What the task asks ->
Identify each line below containing the string "drum" and copy it.

Stored items
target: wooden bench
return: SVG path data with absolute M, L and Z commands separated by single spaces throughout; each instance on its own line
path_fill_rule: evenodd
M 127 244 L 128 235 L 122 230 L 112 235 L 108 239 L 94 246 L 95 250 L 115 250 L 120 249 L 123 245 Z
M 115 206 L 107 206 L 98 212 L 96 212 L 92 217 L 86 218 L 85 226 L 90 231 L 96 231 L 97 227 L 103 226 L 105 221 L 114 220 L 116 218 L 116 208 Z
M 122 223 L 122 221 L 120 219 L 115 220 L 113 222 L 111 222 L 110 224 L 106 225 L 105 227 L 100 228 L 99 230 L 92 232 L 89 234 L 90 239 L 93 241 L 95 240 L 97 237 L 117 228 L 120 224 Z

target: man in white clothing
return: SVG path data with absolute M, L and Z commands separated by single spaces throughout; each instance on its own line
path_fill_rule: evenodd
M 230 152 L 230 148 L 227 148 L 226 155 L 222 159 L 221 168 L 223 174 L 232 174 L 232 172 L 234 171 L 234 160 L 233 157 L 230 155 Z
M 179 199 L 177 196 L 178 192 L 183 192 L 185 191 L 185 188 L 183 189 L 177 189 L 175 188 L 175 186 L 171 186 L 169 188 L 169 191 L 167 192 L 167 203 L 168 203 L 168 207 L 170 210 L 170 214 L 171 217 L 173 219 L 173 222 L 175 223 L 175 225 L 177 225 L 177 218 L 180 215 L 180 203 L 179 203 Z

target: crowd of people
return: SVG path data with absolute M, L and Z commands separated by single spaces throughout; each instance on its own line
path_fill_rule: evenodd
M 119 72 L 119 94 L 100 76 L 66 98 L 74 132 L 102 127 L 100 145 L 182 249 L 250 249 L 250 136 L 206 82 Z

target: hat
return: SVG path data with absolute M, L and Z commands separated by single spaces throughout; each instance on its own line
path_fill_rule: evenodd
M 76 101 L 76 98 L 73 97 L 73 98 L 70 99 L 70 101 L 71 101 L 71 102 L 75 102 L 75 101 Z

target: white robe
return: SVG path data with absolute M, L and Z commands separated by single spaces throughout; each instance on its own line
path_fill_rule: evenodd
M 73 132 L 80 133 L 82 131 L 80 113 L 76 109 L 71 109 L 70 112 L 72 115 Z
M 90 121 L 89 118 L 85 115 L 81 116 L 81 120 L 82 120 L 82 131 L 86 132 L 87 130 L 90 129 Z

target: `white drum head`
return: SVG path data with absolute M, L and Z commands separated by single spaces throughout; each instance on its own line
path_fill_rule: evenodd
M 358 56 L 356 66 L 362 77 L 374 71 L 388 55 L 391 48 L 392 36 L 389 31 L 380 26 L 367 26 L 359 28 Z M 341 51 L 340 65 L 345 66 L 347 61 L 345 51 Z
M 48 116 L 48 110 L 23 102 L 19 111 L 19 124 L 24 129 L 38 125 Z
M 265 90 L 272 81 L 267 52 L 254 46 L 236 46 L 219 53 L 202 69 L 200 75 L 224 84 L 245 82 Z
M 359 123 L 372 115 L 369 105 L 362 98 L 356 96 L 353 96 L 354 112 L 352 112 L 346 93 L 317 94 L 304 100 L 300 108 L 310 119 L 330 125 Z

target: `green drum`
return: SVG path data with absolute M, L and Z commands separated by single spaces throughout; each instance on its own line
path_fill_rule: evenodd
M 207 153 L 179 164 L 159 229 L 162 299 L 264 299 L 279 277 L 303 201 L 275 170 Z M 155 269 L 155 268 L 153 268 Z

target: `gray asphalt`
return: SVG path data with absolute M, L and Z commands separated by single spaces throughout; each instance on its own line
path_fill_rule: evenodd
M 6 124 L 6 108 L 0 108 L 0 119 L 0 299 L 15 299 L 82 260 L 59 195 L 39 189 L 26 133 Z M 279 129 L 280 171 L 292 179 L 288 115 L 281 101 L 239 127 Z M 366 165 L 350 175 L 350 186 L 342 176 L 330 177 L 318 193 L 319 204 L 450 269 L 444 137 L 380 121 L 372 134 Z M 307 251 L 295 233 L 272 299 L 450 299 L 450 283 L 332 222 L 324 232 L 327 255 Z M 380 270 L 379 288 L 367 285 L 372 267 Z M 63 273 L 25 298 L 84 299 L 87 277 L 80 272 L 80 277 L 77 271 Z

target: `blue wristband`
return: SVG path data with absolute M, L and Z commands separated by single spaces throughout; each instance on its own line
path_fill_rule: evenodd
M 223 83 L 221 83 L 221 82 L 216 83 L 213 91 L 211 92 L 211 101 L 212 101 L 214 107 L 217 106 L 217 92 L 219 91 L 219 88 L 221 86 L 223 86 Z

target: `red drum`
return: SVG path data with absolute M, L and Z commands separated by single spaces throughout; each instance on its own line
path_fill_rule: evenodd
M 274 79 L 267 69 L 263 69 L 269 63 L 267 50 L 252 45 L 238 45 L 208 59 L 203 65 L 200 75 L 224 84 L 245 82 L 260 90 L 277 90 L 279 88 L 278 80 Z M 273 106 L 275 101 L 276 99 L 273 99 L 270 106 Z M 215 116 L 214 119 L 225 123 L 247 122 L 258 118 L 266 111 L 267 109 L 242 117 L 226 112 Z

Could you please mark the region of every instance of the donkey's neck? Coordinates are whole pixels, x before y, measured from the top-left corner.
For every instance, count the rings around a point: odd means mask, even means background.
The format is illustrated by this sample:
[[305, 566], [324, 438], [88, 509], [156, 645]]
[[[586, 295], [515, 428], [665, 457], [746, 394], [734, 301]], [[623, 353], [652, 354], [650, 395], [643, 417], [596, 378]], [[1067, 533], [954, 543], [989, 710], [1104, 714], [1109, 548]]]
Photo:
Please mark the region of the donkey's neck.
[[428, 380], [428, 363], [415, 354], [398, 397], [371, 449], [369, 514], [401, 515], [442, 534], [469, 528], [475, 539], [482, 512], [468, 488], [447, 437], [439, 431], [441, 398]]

Your solution ->
target: `white drum head`
target: `green drum`
target: `red drum`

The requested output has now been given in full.